▸ **Written instruction**
Which lines of the material below contain the string "mountain"? Show each of those lines in full.

--- begin Given records ---

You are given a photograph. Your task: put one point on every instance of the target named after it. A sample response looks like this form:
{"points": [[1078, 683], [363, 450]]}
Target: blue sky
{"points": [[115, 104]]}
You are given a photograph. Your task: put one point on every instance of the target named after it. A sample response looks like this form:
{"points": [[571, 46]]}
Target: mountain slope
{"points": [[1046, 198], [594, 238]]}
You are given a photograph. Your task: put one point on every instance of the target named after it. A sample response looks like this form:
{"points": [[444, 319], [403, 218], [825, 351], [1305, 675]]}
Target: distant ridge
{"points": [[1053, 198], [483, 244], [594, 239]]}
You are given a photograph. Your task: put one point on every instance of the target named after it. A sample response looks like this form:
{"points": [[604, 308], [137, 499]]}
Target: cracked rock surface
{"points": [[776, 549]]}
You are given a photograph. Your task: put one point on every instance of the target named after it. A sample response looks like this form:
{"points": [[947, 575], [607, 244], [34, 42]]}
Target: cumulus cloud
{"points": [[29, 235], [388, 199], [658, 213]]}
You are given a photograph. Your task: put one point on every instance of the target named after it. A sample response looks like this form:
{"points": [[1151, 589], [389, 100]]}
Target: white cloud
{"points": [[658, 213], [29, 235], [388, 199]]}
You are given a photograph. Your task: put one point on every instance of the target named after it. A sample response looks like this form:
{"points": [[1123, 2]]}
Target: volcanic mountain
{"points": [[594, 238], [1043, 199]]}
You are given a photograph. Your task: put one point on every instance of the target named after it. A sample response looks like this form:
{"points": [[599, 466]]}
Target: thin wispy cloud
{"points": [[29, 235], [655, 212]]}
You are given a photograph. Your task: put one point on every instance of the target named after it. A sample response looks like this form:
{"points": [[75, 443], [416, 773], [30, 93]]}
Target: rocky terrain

--- end Given records ---

▸ **Solution for this exercise**
Target: mountain slope
Target: volcanic mountain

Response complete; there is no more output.